Information given:
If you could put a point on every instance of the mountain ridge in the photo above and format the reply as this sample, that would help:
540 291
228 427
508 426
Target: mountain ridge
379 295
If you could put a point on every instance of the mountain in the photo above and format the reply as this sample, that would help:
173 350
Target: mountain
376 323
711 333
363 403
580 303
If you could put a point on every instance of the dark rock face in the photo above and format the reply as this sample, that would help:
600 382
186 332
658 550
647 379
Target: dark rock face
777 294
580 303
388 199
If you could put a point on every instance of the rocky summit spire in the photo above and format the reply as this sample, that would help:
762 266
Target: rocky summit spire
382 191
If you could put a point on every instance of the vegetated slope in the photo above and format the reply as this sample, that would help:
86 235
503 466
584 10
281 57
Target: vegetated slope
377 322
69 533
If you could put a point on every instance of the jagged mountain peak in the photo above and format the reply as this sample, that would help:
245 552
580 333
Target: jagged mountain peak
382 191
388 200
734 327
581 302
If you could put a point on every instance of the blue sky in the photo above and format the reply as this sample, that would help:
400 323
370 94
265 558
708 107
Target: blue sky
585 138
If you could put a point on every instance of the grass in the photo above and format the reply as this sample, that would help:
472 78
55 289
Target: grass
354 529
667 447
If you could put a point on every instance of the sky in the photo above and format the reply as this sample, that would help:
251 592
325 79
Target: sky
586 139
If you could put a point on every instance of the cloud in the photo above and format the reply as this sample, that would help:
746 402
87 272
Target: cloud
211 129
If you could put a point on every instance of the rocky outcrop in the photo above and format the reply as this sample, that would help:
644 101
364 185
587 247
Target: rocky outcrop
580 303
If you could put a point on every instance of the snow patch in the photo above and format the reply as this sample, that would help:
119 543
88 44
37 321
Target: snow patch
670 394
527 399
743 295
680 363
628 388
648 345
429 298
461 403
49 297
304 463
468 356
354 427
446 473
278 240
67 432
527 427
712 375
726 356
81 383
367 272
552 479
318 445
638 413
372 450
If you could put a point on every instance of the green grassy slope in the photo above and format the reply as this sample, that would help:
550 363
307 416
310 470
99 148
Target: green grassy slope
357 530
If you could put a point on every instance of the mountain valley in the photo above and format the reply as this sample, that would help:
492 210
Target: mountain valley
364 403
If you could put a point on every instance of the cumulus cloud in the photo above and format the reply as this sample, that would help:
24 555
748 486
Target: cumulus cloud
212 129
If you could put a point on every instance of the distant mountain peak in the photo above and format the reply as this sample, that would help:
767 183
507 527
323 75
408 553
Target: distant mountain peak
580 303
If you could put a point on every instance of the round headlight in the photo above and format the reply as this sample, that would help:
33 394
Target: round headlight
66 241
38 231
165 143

To do: Convert every line of the records above into a Markdown table with the columns Index and Text, giving each line its own numbered row and omitting blank lines.

Output for this exercise:
| Index | Text |
|---|---|
| 1 | If you could put a point on every instance of the mountain ridge in the photo above and format the reply as this sample, that would help: |
| 2 | 540 291 |
| 3 | 228 427 |
| 4 | 508 426 |
| 5 | Target: mountain ridge |
| 6 | 379 295 |
| 7 | If you could put a point on every instance of the mountain in the photo above and format the reply as this sample, that would help: |
| 8 | 173 350 |
| 9 | Target: mountain |
| 10 | 376 323 |
| 11 | 711 333 |
| 12 | 363 403 |
| 13 | 580 303 |
| 14 | If you could put a point on every instance of the dark rock face in the photo above and format the reply as this sample, that would help: |
| 15 | 600 382 |
| 16 | 186 332 |
| 17 | 658 550 |
| 18 | 647 379 |
| 19 | Target: dark rock face |
| 20 | 777 294 |
| 21 | 580 303 |
| 22 | 388 199 |
| 23 | If you could put a point on every instance of the rocky summit spire in the photo above and format the reply as this sample, that would help: |
| 24 | 762 266 |
| 25 | Target: rocky summit spire |
| 26 | 382 191 |
| 27 | If you could put a point on every instance of the vegetated slope in the photo above and format the reply as this sample, that would help: |
| 28 | 86 235 |
| 29 | 503 466 |
| 30 | 584 10 |
| 31 | 281 57 |
| 32 | Target: vegetated slope |
| 33 | 377 322 |
| 34 | 69 533 |
| 35 | If you could put a point on every instance of the jagged mountain peak in the photo above and format the reply as this sample, that would help: |
| 36 | 245 552 |
| 37 | 580 333 |
| 38 | Target: jagged mountain peak |
| 39 | 382 191 |
| 40 | 388 200 |
| 41 | 734 327 |
| 42 | 581 302 |
| 43 | If you could put a point on every instance of the blue sky in the photo above and format the reply as this sample, that would help: |
| 44 | 400 323 |
| 45 | 370 94 |
| 46 | 265 558 |
| 47 | 708 107 |
| 48 | Target: blue sky |
| 49 | 585 138 |
| 50 | If you could put a point on every instance of the grass in the photo above and format the reply as this sample, that would help: |
| 51 | 472 78 |
| 52 | 55 289 |
| 53 | Target: grass |
| 54 | 354 529 |
| 55 | 667 447 |
| 56 | If you could put a point on every instance of the sky in the photo above and format the reply as this sample, that would help: |
| 57 | 251 592 |
| 58 | 325 79 |
| 59 | Target: sky |
| 60 | 586 139 |
| 61 | If you could put a point on every instance of the cloud in the photo above and format the reply as this sample, that would help: |
| 62 | 746 402 |
| 63 | 87 272 |
| 64 | Target: cloud |
| 65 | 211 129 |
| 66 | If you could put a point on every instance of the rocky outcrop in the photo above and format the reply as this sample, that would help: |
| 67 | 644 101 |
| 68 | 364 185 |
| 69 | 587 247 |
| 70 | Target: rocky outcrop |
| 71 | 580 303 |
| 72 | If you could put a point on every instance of the snow patch in the photo above and format the reply as this sample, that would help: |
| 73 | 119 543 |
| 74 | 88 44 |
| 75 | 37 321 |
| 76 | Target: snow patch |
| 77 | 670 394 |
| 78 | 527 399 |
| 79 | 743 295 |
| 80 | 680 363 |
| 81 | 628 388 |
| 82 | 648 345 |
| 83 | 429 298 |
| 84 | 461 403 |
| 85 | 49 297 |
| 86 | 304 463 |
| 87 | 468 356 |
| 88 | 354 427 |
| 89 | 446 473 |
| 90 | 278 240 |
| 91 | 67 432 |
| 92 | 527 427 |
| 93 | 712 375 |
| 94 | 726 356 |
| 95 | 81 383 |
| 96 | 367 272 |
| 97 | 552 479 |
| 98 | 318 445 |
| 99 | 638 413 |
| 100 | 372 450 |
| 101 | If you could put a point on every instance of the green grassy slope in the photo above and format the reply as this sample, that would help: |
| 102 | 550 363 |
| 103 | 307 416 |
| 104 | 310 470 |
| 105 | 99 148 |
| 106 | Target: green grassy slope |
| 107 | 357 530 |
| 108 | If you could put a point on every instance of the mountain valley in the photo above and format the reply as this sample, that would help: |
| 109 | 492 210 |
| 110 | Target: mountain valley |
| 111 | 364 403 |
| 112 | If you could put a point on every instance of the cumulus cloud in the photo above and format the reply as this sample, that would help: |
| 113 | 24 555 |
| 114 | 748 486 |
| 115 | Target: cumulus cloud |
| 116 | 212 129 |
| 117 | If you could put a point on every instance of the distant mountain peak in the photo above and format the reply as this sample, that would help: |
| 118 | 767 183 |
| 119 | 507 527 |
| 120 | 323 75 |
| 121 | 408 553 |
| 122 | Target: distant mountain peak |
| 123 | 580 303 |
| 124 | If you could put a point on every instance of the round headlight in the photo above and format the reply as this sample, that would help: |
| 125 | 33 394 |
| 126 | Target: round headlight |
| 127 | 66 241 |
| 128 | 38 231 |
| 129 | 165 143 |